• [REQUIRED WORK]: Copy exactly the last part of the entries, starting from the line with "mark: bowl rim" and including the final line.

• [Excerpts of pointing data]:
┄┄┄┄┄┄

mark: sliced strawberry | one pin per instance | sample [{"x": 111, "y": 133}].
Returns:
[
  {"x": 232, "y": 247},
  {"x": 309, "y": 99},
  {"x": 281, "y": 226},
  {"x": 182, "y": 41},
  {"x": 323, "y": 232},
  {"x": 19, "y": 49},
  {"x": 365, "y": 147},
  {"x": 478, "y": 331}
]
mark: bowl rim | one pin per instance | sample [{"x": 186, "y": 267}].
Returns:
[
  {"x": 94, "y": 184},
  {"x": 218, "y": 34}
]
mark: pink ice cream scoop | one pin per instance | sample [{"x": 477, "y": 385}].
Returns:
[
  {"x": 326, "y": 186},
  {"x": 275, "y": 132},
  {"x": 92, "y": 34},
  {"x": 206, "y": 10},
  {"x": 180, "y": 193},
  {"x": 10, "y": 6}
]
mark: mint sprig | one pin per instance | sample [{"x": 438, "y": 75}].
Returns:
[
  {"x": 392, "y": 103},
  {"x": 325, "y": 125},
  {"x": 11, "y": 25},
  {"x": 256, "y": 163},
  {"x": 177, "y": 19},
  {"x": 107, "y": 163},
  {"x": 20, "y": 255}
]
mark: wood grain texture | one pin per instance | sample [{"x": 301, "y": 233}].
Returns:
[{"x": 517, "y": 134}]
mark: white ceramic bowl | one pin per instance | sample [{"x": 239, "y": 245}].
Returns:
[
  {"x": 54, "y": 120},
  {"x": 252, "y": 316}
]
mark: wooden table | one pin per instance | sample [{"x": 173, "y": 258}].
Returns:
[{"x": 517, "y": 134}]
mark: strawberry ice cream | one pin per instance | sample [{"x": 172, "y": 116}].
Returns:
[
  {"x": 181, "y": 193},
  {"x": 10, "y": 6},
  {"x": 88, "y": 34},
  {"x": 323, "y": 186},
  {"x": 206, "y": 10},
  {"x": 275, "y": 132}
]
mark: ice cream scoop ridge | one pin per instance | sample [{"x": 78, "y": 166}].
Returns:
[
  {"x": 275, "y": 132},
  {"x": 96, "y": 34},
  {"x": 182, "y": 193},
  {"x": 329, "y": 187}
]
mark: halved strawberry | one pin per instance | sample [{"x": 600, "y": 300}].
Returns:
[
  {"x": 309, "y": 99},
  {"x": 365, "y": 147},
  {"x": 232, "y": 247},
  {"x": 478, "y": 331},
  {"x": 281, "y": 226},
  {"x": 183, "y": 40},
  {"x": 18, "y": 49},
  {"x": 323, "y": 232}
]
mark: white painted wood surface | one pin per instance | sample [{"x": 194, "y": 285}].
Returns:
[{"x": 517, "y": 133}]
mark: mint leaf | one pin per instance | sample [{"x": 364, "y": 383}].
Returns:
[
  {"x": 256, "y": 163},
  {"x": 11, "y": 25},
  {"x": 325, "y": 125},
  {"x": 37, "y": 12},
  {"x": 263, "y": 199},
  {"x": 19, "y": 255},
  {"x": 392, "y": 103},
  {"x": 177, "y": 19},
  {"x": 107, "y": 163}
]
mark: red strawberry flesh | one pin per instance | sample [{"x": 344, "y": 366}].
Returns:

┄┄┄┄┄┄

• [COMPLETE RESPONSE]:
mark: bowl rim | one pin per instance | sample [{"x": 186, "y": 267}].
Returns:
[
  {"x": 94, "y": 184},
  {"x": 218, "y": 34}
]
mark: pink ice cream scoop | one pin per instance | sample [{"x": 477, "y": 385}].
Returns:
[
  {"x": 326, "y": 186},
  {"x": 275, "y": 132},
  {"x": 92, "y": 34},
  {"x": 206, "y": 10},
  {"x": 180, "y": 193},
  {"x": 10, "y": 6}
]
mark: mint sprig | one pin per instance | sample [{"x": 438, "y": 75}].
Returns:
[
  {"x": 392, "y": 103},
  {"x": 325, "y": 125},
  {"x": 11, "y": 25},
  {"x": 256, "y": 163},
  {"x": 177, "y": 19},
  {"x": 107, "y": 163},
  {"x": 20, "y": 255}
]
mark: wood grain texture | one pin per instance | sample [{"x": 301, "y": 233}].
Returns:
[{"x": 517, "y": 134}]
mark: white ceramic bowl | one pin per instance | sample [{"x": 239, "y": 245}].
Returns:
[
  {"x": 54, "y": 120},
  {"x": 252, "y": 316}
]
mark: wooden table | one pin per instance | sample [{"x": 173, "y": 258}].
Returns:
[{"x": 517, "y": 134}]
mark: strawberry ice cream | one pin per instance | sample [{"x": 172, "y": 116}].
Returns:
[
  {"x": 181, "y": 193},
  {"x": 10, "y": 6},
  {"x": 88, "y": 34},
  {"x": 323, "y": 186},
  {"x": 206, "y": 10},
  {"x": 275, "y": 132}
]
mark: ice cream scoop ridge | one pin per instance | sample [{"x": 78, "y": 166}].
Returns:
[
  {"x": 275, "y": 132},
  {"x": 96, "y": 34},
  {"x": 182, "y": 193},
  {"x": 329, "y": 187}
]
mark: halved strawberry | one pin per instance | sample [{"x": 600, "y": 300}].
Returns:
[
  {"x": 309, "y": 99},
  {"x": 365, "y": 147},
  {"x": 232, "y": 247},
  {"x": 478, "y": 331},
  {"x": 281, "y": 226},
  {"x": 183, "y": 40},
  {"x": 18, "y": 49},
  {"x": 323, "y": 232}
]
mark: white painted wood surface | one pin per instance | sample [{"x": 194, "y": 285}].
Returns:
[{"x": 517, "y": 133}]
mark: mint leaf | one pin per instance | sample [{"x": 364, "y": 383}].
Returns:
[
  {"x": 256, "y": 163},
  {"x": 11, "y": 25},
  {"x": 325, "y": 125},
  {"x": 37, "y": 12},
  {"x": 263, "y": 199},
  {"x": 19, "y": 255},
  {"x": 392, "y": 103},
  {"x": 177, "y": 19},
  {"x": 107, "y": 163}
]
mark: red strawberry flesh | one pin per instance | sample [{"x": 344, "y": 366}].
Returns:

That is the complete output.